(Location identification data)

*****

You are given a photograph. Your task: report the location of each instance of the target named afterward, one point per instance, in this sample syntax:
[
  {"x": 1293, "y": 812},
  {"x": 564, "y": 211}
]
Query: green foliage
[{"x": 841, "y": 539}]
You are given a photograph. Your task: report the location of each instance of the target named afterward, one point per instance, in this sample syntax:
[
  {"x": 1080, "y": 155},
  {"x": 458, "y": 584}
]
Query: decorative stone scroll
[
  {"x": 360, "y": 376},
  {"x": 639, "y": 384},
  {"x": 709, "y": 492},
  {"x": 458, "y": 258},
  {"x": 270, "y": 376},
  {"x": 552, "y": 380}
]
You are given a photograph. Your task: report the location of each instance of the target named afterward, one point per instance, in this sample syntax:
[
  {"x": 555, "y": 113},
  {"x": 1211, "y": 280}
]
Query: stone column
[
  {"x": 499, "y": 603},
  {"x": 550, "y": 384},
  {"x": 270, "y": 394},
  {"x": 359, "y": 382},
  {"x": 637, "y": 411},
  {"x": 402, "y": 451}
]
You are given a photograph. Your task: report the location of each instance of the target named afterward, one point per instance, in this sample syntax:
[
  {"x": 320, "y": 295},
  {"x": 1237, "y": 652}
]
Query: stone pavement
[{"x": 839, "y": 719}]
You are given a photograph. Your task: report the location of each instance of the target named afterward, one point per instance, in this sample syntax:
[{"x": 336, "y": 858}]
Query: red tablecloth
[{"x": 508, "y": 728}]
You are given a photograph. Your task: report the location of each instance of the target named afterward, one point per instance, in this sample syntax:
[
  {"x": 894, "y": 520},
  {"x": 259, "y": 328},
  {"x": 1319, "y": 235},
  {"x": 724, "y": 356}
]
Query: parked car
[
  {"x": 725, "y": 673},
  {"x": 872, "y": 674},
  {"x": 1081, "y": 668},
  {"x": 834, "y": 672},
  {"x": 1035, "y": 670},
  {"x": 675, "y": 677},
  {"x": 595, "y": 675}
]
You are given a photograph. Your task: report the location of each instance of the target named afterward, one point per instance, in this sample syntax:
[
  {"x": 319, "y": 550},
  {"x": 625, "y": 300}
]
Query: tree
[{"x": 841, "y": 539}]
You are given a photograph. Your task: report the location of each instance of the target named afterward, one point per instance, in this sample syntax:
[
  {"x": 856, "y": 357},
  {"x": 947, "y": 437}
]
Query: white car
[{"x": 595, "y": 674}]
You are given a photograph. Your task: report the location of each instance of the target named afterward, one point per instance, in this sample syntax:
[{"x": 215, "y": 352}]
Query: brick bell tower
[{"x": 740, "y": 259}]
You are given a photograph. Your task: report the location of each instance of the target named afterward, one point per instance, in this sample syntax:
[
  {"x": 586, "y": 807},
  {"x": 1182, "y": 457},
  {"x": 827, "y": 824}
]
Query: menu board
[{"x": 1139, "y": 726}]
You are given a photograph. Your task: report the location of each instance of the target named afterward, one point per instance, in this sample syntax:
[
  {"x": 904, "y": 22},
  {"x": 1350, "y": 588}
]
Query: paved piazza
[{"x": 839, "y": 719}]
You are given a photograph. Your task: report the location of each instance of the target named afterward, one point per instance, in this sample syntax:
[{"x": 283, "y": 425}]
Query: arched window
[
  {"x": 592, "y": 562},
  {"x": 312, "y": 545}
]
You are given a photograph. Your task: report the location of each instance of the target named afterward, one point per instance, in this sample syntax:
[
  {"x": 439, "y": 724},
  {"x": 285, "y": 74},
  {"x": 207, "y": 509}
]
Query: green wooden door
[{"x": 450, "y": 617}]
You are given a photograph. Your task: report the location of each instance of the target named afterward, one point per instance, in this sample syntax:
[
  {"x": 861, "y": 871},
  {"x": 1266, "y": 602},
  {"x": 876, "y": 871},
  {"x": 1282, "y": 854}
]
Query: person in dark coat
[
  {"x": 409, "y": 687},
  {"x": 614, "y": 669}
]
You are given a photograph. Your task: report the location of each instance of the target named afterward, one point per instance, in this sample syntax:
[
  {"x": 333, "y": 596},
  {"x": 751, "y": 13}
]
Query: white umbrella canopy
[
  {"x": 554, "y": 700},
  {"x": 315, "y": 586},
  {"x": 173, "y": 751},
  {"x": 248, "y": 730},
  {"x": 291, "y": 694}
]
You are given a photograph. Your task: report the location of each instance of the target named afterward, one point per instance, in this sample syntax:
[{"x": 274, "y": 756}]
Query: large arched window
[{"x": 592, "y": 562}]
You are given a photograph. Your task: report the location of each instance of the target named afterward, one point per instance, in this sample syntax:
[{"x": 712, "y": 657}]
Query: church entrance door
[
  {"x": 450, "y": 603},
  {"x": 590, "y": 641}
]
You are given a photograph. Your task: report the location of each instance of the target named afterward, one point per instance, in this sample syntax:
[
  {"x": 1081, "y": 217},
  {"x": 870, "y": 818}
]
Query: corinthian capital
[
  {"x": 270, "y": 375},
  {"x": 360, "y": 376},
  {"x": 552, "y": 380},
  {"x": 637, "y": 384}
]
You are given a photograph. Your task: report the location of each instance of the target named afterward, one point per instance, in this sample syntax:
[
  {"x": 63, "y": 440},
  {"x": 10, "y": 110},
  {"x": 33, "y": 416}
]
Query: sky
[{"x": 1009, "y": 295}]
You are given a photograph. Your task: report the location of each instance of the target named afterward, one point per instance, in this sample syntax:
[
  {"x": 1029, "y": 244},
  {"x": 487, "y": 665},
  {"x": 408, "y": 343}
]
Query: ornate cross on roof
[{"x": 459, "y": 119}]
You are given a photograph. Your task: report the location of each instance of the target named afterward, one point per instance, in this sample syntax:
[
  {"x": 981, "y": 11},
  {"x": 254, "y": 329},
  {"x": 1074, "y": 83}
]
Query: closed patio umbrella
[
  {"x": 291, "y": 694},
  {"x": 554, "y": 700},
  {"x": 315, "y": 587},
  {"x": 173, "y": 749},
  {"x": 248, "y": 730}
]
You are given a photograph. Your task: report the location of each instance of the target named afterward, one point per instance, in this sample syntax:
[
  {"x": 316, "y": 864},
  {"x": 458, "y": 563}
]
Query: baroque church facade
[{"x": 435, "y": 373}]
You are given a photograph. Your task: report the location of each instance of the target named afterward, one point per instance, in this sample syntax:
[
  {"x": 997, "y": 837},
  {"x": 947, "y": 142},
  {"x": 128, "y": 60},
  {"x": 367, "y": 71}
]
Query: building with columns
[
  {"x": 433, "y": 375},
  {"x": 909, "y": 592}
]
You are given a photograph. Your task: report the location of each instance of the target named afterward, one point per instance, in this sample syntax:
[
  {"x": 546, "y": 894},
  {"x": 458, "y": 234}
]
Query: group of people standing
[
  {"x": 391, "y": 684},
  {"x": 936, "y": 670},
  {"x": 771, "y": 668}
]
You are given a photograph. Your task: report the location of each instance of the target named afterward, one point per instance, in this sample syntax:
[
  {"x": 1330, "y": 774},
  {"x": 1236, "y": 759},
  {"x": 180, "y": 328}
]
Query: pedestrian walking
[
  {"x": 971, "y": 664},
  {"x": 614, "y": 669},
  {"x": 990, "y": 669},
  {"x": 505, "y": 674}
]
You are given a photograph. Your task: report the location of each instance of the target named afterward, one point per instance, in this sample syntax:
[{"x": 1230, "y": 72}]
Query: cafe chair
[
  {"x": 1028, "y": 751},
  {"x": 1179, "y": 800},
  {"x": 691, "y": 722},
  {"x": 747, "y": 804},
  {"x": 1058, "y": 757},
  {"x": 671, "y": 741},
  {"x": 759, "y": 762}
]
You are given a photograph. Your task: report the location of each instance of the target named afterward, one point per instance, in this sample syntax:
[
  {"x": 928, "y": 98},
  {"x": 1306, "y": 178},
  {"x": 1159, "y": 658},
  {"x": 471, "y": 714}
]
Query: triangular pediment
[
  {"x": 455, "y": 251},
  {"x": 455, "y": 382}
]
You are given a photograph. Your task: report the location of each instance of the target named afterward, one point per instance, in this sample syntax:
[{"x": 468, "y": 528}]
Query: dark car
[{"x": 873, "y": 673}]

*****

▸ **STATED EXERCISE**: Return every line of the data above that contains the string "arched", matching case exactly.

▸ **SOLUTION TO THIS EXERCISE**:
Query: arched window
Query: large arched window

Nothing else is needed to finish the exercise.